[Dataset excerpts]
'''
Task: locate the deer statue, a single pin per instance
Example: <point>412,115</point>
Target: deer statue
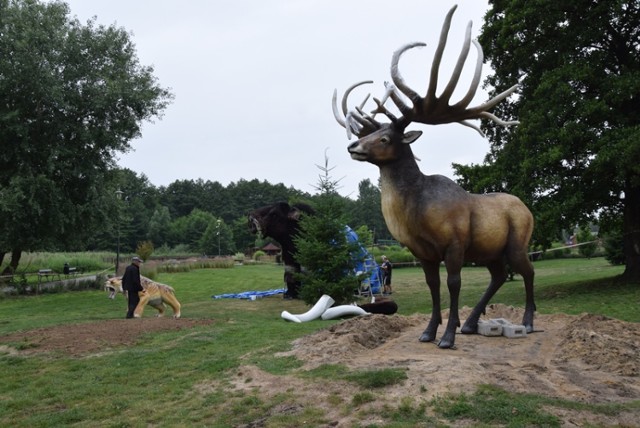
<point>430,214</point>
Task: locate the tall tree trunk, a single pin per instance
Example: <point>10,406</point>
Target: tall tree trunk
<point>15,259</point>
<point>631,233</point>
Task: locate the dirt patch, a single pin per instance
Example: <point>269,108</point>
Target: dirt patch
<point>585,358</point>
<point>89,338</point>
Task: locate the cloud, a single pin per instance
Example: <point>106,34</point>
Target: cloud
<point>253,83</point>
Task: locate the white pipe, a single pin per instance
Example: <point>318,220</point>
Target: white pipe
<point>343,310</point>
<point>315,312</point>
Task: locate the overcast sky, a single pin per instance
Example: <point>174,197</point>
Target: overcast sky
<point>253,82</point>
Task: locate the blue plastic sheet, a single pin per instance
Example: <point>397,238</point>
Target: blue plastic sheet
<point>365,263</point>
<point>248,294</point>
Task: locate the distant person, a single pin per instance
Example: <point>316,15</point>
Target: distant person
<point>132,285</point>
<point>386,276</point>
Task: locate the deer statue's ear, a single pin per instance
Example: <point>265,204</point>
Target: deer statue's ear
<point>294,214</point>
<point>411,136</point>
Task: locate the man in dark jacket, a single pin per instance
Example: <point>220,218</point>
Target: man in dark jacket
<point>132,285</point>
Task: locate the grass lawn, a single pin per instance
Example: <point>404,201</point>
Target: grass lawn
<point>159,381</point>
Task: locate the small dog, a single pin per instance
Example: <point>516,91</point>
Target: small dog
<point>154,294</point>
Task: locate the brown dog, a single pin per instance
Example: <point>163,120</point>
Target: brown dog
<point>154,294</point>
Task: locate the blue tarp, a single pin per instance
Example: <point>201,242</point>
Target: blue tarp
<point>248,294</point>
<point>365,263</point>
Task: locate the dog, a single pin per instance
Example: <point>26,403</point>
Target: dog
<point>154,294</point>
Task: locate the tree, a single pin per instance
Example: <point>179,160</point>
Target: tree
<point>323,249</point>
<point>73,96</point>
<point>217,239</point>
<point>586,238</point>
<point>575,156</point>
<point>159,226</point>
<point>368,210</point>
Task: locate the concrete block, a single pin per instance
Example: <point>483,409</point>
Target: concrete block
<point>489,328</point>
<point>514,330</point>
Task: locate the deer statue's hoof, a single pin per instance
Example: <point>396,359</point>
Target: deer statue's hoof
<point>426,337</point>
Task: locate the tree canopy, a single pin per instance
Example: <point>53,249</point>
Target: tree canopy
<point>575,157</point>
<point>73,95</point>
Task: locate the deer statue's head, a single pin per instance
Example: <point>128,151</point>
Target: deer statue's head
<point>383,142</point>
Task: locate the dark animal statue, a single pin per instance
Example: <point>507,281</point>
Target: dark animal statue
<point>280,222</point>
<point>430,214</point>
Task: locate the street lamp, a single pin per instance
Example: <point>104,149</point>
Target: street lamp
<point>119,194</point>
<point>218,233</point>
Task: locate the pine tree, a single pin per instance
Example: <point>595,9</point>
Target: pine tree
<point>323,250</point>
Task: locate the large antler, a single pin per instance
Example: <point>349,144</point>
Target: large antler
<point>429,109</point>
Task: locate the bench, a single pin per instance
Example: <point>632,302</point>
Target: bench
<point>46,274</point>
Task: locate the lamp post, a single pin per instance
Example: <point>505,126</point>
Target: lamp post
<point>119,194</point>
<point>218,233</point>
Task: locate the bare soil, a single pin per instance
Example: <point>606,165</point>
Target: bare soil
<point>585,358</point>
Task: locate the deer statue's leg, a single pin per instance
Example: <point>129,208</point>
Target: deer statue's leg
<point>432,275</point>
<point>453,283</point>
<point>498,271</point>
<point>144,299</point>
<point>523,266</point>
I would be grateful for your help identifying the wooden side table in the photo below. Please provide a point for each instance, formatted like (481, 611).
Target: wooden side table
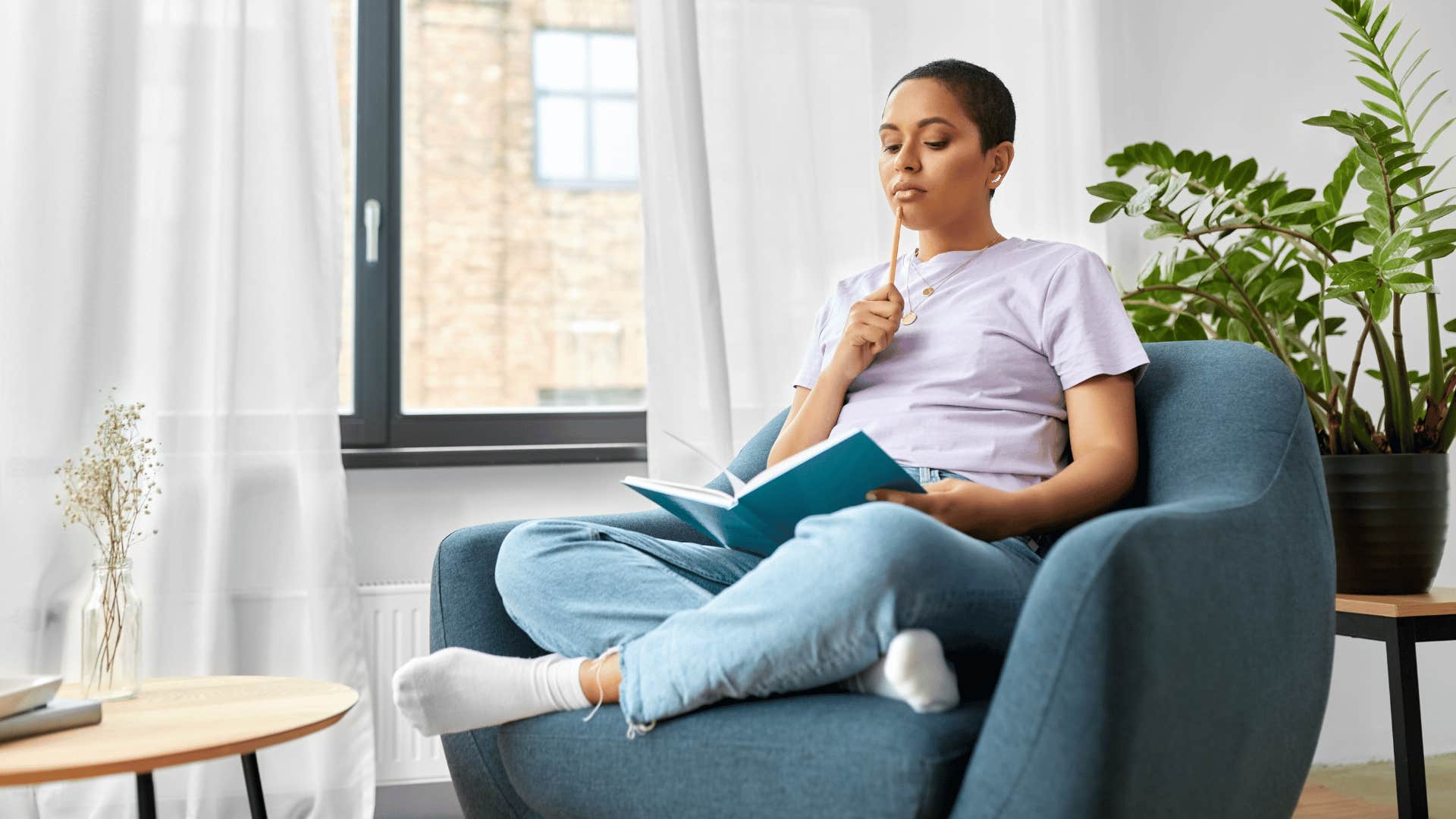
(178, 720)
(1401, 621)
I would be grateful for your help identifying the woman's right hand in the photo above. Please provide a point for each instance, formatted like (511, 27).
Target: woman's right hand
(871, 325)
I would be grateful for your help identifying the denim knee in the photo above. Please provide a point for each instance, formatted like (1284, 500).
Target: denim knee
(884, 542)
(519, 563)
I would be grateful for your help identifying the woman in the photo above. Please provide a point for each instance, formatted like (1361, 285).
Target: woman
(974, 371)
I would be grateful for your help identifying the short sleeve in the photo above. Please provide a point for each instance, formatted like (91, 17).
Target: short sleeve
(814, 353)
(1085, 330)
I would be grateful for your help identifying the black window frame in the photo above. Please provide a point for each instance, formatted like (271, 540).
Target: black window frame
(378, 433)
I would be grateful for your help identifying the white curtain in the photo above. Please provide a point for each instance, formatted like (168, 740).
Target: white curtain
(171, 224)
(761, 190)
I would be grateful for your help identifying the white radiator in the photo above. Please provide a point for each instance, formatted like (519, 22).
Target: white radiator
(397, 620)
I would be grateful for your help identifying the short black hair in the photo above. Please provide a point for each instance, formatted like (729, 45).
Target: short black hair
(982, 95)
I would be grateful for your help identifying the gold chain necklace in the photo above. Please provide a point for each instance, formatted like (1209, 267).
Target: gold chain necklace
(909, 318)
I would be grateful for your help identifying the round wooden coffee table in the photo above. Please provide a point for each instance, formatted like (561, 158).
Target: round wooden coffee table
(178, 720)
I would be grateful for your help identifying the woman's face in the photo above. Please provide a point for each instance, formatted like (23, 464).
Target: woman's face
(929, 145)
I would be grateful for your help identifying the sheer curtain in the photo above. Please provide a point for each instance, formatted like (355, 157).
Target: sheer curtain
(171, 221)
(761, 190)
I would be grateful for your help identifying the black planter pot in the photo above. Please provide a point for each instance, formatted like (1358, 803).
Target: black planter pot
(1389, 519)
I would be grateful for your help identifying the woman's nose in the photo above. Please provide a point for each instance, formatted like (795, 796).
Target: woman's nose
(906, 161)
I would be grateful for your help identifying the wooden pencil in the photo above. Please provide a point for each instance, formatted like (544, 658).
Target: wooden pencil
(894, 245)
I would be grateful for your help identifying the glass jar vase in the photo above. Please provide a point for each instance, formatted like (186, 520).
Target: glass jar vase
(111, 632)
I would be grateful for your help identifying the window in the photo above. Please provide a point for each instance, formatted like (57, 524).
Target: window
(585, 108)
(494, 306)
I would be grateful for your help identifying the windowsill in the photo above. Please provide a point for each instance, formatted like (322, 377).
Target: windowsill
(372, 458)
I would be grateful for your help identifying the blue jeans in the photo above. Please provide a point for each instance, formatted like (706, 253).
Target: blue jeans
(695, 624)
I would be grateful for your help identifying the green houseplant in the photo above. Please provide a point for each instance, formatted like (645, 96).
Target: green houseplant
(1242, 246)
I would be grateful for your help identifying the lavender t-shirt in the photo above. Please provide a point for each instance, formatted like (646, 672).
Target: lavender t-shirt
(974, 385)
'''
EXERCISE INSTRUCTIONS:
Return every entry unchanged and skip the pictures.

TASK SOLUTION:
Task: locate the deer statue, a single pin per instance
Example: <point>412,115</point>
Target: deer statue
<point>430,214</point>
Task: locate the tall tree trunk, a single pin per instance
Example: <point>10,406</point>
Target: tall tree trunk
<point>15,259</point>
<point>631,233</point>
Task: locate the dirt patch, a single pin per instance
Example: <point>269,108</point>
Target: dirt patch
<point>585,358</point>
<point>89,338</point>
Task: locate the cloud, a single pin per instance
Example: <point>106,34</point>
Target: cloud
<point>253,83</point>
Task: locate the white pipe, a single pin per instance
Example: <point>318,220</point>
Target: white pipe
<point>343,310</point>
<point>315,312</point>
Task: locate the overcast sky, a single pin per instance
Example: <point>174,197</point>
Target: overcast sky
<point>253,82</point>
Task: locate the blue plastic sheet, a single pin per instance
Example: <point>397,238</point>
Target: blue plastic sheet
<point>365,263</point>
<point>248,294</point>
Task: locate the distant person, a single pin per instance
Example: <point>316,15</point>
Target: distant person
<point>132,285</point>
<point>386,276</point>
Task: locate the deer statue's ear, a single pin per instance
Example: <point>265,204</point>
Target: deer statue's ear
<point>294,214</point>
<point>411,136</point>
Task: locate the man in dark jacket, a single pin per instance
Example: <point>220,218</point>
Target: man in dark jacket
<point>132,285</point>
Task: locate the grass lawn, a single pin per instance
Example: <point>404,201</point>
Target: grass lawn
<point>159,381</point>
Task: locate the small dog, a single pin per instance
Example: <point>516,91</point>
Target: small dog
<point>154,294</point>
Task: locate the brown dog, a single pin per instance
Example: <point>163,120</point>
Target: brown dog
<point>154,294</point>
Task: locate the blue tarp, a single pin per instance
Example: <point>201,242</point>
Target: blue tarp
<point>248,294</point>
<point>365,263</point>
Task: locate the dog, a single pin per instance
Example: <point>26,403</point>
Target: dog
<point>154,294</point>
Task: locate the tree, a single pin per instance
Example: <point>179,160</point>
Target: tree
<point>323,249</point>
<point>73,96</point>
<point>217,239</point>
<point>586,238</point>
<point>575,156</point>
<point>159,226</point>
<point>368,210</point>
Task: locate the concrete block, a single pin per instance
Example: <point>483,409</point>
Target: concrete block
<point>489,328</point>
<point>514,330</point>
Task: locate the deer statue's hoof, a single pin per instance
Example: <point>396,359</point>
Target: deer statue's hoof
<point>426,337</point>
Task: locate the tree canopy, a single pin per instance
Example: <point>53,249</point>
Target: tree canopy
<point>575,157</point>
<point>73,95</point>
Task: locate the deer statue's head, a single pin per instance
Example: <point>128,151</point>
Target: deer statue's head
<point>383,142</point>
Task: locate the dark animal statue, a single pin per instance
Example: <point>507,281</point>
Target: dark animal statue
<point>280,222</point>
<point>430,214</point>
Task: locate the street lamp, a single pin per instance
Example: <point>104,149</point>
Target: street lamp
<point>119,194</point>
<point>218,233</point>
Task: locate the pine tree, a single pin per instance
Example: <point>595,9</point>
Target: pine tree
<point>323,250</point>
Task: locate the large antler, a single pin per instance
Example: <point>349,144</point>
Target: large antler
<point>429,109</point>
Task: locate the bench, a single pin per instance
Example: <point>632,302</point>
Target: bench
<point>46,274</point>
Task: locate the lamp post, a single pin per instance
Example: <point>505,126</point>
Target: lamp post
<point>119,194</point>
<point>218,233</point>
Task: locate the bare soil, a single pin per instance
Example: <point>606,165</point>
Target: bare soil
<point>585,358</point>
Task: locate the deer statue's leg, a single pin per instance
Example: <point>129,208</point>
Target: deer statue's leg
<point>432,275</point>
<point>453,283</point>
<point>498,271</point>
<point>144,299</point>
<point>523,266</point>
I would be grateful for your help identifying the wooden side table in the photo below. Please provide a point for each instance, formatted like (481, 611).
Target: wooden side table
(178, 720)
(1401, 621)
I would be grateful for your help identifying the woman's right hand in the photo above. Please provide a point for each instance, formatted like (511, 27).
Target: woman's right hand
(871, 325)
I would be grateful for your help identifying the denim knee in the photo above. Please provide a point for each instance, formatted like (1284, 500).
Target: denim knee
(884, 542)
(519, 563)
I would be grateful for your help identifying the woman in the photo above. Please provide a point for each instance, formatted like (1361, 285).
Target: woman
(974, 371)
I would be grateful for your help identifying the short sleeve in the photo above. Please provide a point for each instance, formatted like (91, 17).
Target: short sleeve
(814, 353)
(1085, 330)
I would be grateful for your help identifying the black window frame in the photo above. Please provide a point for each instance, formatted like (271, 540).
Target: black window frame
(378, 433)
I would be grateful for your help identifying the white curtain in the photo above. Please provide a point for each instance, formatted like (168, 740).
Target: white curtain
(171, 224)
(761, 190)
I would be grateful for your help identifying the white radiator in the photo above. Please provide a point for each instance, formatted like (519, 22).
Target: white radiator
(397, 620)
I would be grateful for your help identifying the short black hair in the photo above. Please provide a point for each instance, formatted like (729, 45).
Target: short black hair
(982, 95)
I would be grateful for your help identifying the gold chain necklace in the photo above. Please provide a point for each instance, formatted like (1209, 267).
Target: gold chain necklace
(909, 318)
I would be grateful for your help identifying the round wooden coffee table in the photo above. Please provide a point for each instance, formatted like (561, 158).
Target: round wooden coffee table
(178, 720)
I would be grateful for your help identifying the woman's face in the photo above. Please provide a point for each instance, formatted like (23, 464).
Target: woman's face
(929, 145)
I would be grateful for your help identifying the sheer curtain in the photo above. Please provide a point for each instance, formatted like (355, 157).
Target: sheer curtain
(171, 221)
(761, 190)
I would be grateful for your help identifying the black planter pot in the photo above. Please provide a point for each instance, formatted like (1358, 803).
Target: black planter pot
(1389, 519)
I would be grateful for your help identifying the woman's nose in the photo above. Please provide a point for each instance, formatted like (795, 796).
Target: woman's nose
(906, 161)
I would be grateful for your help identifying the wooden pencil in the photo above. Please provide a point for each instance, formatted like (544, 658).
Target: wooden pencil
(894, 245)
I would be grateful for your help identifying the glass jar vase in the photo above. Please provide a point for each instance, formatted like (186, 520).
Target: glass jar vase
(111, 632)
I would be grateful for your help identifying the window in the photo above. Please provide a point for each instance, formatted like (57, 524).
Target: window
(585, 108)
(494, 306)
I would be grateful for your help identifying the windowsill in the photo above. Please provide a point for each instance, formatted like (322, 377).
Target: windowsill
(372, 458)
I would be grateful for your help identifying the blue jeans in the photo above. Please provide a point for each instance, formatted like (706, 253).
Target: blue jeans
(695, 624)
I would be grateful for your help identifying the green houseplant in the photo above. Please provide a point for each instance, formatted like (645, 96).
Target: green houseplant
(1242, 246)
I would be grateful for your help identifying the lavender t-shirt in the photo above. Please provide a point for each instance, formatted like (646, 672).
Target: lavender t-shirt
(974, 385)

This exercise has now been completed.